- Given records
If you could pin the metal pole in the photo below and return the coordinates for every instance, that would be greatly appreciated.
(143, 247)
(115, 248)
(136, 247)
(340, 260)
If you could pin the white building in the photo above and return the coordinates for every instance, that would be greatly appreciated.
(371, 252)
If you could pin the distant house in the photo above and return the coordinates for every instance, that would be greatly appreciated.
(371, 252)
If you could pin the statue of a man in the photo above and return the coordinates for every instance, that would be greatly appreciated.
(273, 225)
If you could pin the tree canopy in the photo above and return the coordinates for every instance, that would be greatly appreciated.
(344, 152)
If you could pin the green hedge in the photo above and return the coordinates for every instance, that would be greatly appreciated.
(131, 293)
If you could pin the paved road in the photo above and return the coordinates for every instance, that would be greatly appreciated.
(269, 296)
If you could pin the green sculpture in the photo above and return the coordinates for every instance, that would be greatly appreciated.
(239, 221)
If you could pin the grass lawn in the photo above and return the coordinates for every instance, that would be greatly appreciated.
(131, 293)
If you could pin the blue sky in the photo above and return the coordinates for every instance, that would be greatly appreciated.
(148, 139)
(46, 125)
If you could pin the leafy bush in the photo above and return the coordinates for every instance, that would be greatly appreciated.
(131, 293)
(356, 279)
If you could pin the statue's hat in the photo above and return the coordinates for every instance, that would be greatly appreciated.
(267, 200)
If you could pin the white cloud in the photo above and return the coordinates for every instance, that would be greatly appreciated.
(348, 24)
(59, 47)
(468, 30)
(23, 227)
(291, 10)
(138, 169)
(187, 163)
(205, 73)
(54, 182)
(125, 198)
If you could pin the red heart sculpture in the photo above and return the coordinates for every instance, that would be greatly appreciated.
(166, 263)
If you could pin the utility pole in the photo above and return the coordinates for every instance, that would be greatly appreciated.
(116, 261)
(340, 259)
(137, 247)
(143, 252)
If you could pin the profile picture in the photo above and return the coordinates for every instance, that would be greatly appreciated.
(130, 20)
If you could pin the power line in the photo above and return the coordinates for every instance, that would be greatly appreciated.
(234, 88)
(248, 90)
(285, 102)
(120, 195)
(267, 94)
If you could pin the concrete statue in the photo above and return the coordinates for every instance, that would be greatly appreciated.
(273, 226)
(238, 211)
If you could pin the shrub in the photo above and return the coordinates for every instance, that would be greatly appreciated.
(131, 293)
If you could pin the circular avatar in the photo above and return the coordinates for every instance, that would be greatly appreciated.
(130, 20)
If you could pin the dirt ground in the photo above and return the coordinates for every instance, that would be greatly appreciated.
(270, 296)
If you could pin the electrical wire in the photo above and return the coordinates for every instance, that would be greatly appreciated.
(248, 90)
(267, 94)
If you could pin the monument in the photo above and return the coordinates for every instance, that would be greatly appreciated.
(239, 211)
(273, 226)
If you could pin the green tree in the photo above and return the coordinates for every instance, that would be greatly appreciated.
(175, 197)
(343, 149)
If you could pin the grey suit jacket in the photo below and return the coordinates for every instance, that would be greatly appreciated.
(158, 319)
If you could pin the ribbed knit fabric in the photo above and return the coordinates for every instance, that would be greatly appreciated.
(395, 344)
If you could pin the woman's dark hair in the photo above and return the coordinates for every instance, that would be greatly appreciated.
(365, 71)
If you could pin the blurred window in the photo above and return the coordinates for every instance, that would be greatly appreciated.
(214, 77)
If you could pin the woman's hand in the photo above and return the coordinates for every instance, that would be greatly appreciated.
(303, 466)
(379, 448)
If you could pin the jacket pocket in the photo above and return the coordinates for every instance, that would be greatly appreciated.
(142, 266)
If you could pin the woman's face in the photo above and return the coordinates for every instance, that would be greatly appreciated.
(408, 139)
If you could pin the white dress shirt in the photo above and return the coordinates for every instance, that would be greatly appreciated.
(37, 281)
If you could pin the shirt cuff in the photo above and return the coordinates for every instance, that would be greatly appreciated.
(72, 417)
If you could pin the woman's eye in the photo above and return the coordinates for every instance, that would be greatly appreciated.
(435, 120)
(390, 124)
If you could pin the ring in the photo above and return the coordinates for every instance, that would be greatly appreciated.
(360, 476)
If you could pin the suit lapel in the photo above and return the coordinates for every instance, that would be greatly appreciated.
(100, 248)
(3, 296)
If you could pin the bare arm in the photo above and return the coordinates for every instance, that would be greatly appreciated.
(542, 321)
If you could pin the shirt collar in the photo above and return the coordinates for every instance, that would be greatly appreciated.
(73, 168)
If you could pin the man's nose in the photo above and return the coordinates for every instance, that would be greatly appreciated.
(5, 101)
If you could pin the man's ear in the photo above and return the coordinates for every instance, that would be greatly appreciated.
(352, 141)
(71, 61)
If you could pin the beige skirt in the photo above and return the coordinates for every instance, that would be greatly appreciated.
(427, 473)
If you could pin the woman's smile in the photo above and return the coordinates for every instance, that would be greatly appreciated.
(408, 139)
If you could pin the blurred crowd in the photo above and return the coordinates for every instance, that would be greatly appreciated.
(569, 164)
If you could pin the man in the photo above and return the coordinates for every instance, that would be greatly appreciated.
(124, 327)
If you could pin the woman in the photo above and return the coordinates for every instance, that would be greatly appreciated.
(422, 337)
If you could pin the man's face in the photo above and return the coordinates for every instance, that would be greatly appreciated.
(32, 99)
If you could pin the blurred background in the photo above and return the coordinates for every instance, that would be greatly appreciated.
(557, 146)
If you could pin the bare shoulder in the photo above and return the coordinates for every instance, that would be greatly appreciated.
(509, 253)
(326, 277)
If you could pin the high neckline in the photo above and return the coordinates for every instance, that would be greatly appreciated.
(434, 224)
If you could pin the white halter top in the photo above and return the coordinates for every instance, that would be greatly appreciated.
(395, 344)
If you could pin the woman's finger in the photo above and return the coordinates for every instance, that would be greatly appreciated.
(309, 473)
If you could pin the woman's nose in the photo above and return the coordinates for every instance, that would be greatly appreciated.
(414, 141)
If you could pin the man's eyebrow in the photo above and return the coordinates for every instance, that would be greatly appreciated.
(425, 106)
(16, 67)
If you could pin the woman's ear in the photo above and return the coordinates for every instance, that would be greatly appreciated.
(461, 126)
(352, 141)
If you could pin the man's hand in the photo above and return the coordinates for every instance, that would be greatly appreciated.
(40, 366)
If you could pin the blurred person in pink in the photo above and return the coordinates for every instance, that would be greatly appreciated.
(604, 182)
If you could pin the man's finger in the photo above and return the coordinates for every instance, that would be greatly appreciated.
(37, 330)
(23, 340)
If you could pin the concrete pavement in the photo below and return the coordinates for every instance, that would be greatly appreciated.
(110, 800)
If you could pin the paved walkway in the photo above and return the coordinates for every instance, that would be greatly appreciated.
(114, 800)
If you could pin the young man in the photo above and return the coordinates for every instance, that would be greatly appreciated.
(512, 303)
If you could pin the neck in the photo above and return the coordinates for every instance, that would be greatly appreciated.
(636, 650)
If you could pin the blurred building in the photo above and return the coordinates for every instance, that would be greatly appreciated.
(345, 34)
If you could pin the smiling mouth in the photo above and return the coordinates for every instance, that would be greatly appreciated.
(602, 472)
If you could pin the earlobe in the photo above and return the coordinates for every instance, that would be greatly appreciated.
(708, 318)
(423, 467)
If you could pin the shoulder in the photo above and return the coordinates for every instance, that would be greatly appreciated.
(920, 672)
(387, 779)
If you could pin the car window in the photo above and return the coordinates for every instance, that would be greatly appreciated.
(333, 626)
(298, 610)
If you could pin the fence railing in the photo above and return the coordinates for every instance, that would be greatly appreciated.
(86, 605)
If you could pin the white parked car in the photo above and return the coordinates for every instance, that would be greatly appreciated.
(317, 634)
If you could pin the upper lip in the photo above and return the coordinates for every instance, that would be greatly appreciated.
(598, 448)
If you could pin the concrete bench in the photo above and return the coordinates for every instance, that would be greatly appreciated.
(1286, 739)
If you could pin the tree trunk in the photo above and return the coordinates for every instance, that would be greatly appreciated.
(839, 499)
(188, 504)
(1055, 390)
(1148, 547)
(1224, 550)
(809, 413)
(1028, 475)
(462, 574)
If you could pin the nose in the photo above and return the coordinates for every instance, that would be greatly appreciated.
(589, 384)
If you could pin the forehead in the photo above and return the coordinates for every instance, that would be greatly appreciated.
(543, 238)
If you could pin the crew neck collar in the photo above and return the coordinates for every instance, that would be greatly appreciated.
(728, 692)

- Brief
What is needed is an exact copy of the lines from the one containing "If you could pin the nose" through the last line of the records above, both included.

- Solution to this exercise
If you could pin the nose in the photo above and return the coordinates for every instance, that would be greatly appreciated.
(589, 384)
If you could pin the forehead in the photo above and return the coordinates for every instance, that would be greatly appreciated.
(543, 238)
If you could pin the crew neck collar in the photo above and return the coordinates for every instance, that would be greatly appreciated.
(728, 692)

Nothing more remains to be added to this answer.